* **TO DO**
Set down the material below word for word, excluding the pictures.
....................
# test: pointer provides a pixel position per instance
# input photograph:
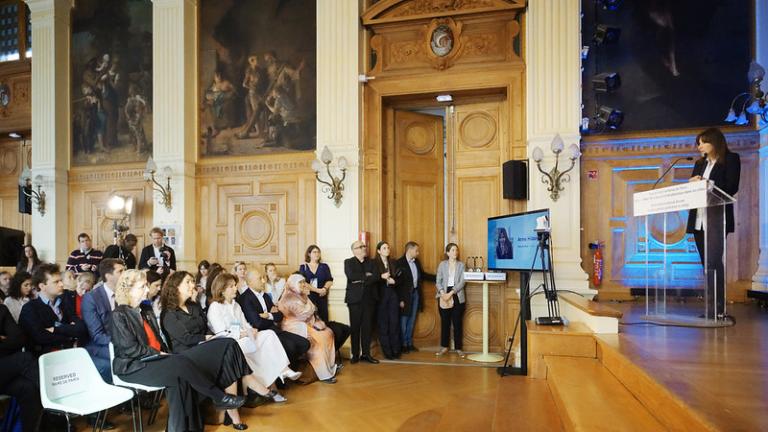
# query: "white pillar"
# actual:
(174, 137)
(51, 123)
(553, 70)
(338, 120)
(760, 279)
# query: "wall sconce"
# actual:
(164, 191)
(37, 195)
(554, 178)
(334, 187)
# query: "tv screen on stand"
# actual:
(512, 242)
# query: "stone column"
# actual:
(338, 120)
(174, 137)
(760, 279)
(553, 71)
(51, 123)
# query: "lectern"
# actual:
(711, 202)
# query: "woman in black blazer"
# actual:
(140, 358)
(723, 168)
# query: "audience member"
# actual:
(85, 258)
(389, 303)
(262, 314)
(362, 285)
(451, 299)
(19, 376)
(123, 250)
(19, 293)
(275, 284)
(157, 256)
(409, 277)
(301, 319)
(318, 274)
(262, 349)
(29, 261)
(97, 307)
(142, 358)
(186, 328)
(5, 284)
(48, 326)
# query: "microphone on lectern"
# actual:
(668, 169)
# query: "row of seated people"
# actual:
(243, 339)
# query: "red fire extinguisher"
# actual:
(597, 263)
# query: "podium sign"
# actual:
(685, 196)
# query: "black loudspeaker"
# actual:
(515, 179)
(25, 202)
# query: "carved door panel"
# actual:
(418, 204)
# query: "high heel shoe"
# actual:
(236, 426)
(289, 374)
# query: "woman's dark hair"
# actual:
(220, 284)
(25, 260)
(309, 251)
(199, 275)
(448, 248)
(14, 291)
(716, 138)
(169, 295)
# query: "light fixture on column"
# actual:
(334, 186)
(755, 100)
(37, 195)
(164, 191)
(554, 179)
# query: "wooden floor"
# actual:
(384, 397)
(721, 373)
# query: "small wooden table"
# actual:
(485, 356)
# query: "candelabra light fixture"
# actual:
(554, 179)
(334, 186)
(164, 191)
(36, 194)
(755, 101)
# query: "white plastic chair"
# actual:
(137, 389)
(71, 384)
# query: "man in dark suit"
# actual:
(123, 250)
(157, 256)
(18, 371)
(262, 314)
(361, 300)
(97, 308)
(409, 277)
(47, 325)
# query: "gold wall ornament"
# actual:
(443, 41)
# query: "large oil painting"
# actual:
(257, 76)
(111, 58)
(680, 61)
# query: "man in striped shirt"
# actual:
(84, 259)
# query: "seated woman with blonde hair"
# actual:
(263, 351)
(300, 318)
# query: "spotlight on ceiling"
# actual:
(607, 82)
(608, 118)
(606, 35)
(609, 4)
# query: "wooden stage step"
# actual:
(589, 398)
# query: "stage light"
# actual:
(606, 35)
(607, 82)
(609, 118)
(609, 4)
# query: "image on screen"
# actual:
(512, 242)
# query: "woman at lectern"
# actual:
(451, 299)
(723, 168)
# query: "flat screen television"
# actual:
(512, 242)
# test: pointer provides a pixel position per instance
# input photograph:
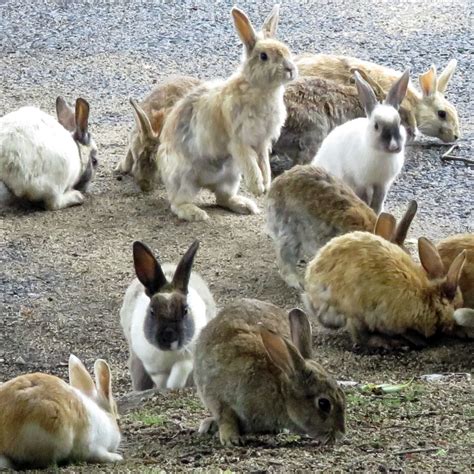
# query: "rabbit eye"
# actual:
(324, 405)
....................
* **ANSWER TO THIS TASK**
# test: pointer provides a pixel position per instance
# input photograph:
# query: "white pillar"
# actual:
(174, 137)
(51, 123)
(553, 70)
(338, 120)
(760, 279)
# query: "wall sconce"
# actual:
(164, 191)
(37, 195)
(554, 178)
(334, 187)
# query: "tv screen on stand"
# actual:
(512, 242)
# query: "stone column"
# actual:
(338, 120)
(174, 137)
(760, 279)
(553, 71)
(51, 123)
# query: "lectern"
# actual:
(711, 202)
# query: "woman in black blazer"
# actual:
(140, 358)
(723, 168)
# query: "audience member"
# actual:
(85, 258)
(389, 303)
(262, 314)
(362, 285)
(451, 299)
(19, 376)
(123, 250)
(19, 293)
(275, 284)
(157, 256)
(409, 277)
(301, 319)
(318, 274)
(262, 349)
(29, 261)
(97, 307)
(142, 358)
(186, 328)
(5, 284)
(48, 326)
# query: "microphone on lectern"
# actual:
(668, 169)
# query: "row of seated people"
# actual:
(243, 339)
# query: "red fire extinguisher"
# actual:
(597, 263)
# query: "podium sign"
# actual:
(685, 196)
# query: "black loudspeaker"
# actual:
(515, 179)
(25, 202)
# query: "carved door panel"
# actual:
(418, 204)
# query: "high heel shoe"
# actual:
(236, 426)
(289, 374)
# query: "woman's dark hair"
# actual:
(220, 284)
(25, 260)
(309, 251)
(199, 275)
(448, 248)
(14, 291)
(716, 138)
(169, 295)
# query: "light fixture on column"
# actual:
(334, 186)
(755, 100)
(37, 195)
(164, 191)
(554, 179)
# query: "wooden floor"
# actual:
(384, 397)
(721, 373)
# query: "small wooden table"
# actual:
(485, 356)
# query: "candelabra light fixture"
# actual:
(554, 179)
(334, 186)
(164, 191)
(36, 194)
(755, 101)
# query: "white plastic chair"
# actual:
(137, 389)
(71, 384)
# query: "man in dark suit"
# actual:
(123, 250)
(157, 256)
(18, 371)
(262, 314)
(361, 300)
(97, 308)
(409, 277)
(47, 325)
# query: "gold wall ornament"
# actual:
(443, 41)
# query: "large oil painting"
# actual:
(257, 76)
(111, 58)
(680, 61)
# query: "man in striped shirt"
# actual:
(84, 259)
# query: "seated woman with blonde hair"
# actual:
(263, 351)
(300, 318)
# query: "spotlight on ceiling"
# actual:
(607, 82)
(608, 118)
(606, 35)
(609, 4)
# query: "wooden stage step"
# actual:
(589, 398)
# query: "stage light"
# actual:
(606, 35)
(607, 82)
(609, 118)
(609, 4)
# query: "image on screen"
# actual:
(512, 242)
# query: "woman at lectern"
# actual:
(451, 299)
(723, 168)
# query: "flat screen television"
# actual:
(512, 242)
# test: pointer provides a pixel position per instance
# input photograph:
# query: "rabbit eye"
# actual:
(324, 405)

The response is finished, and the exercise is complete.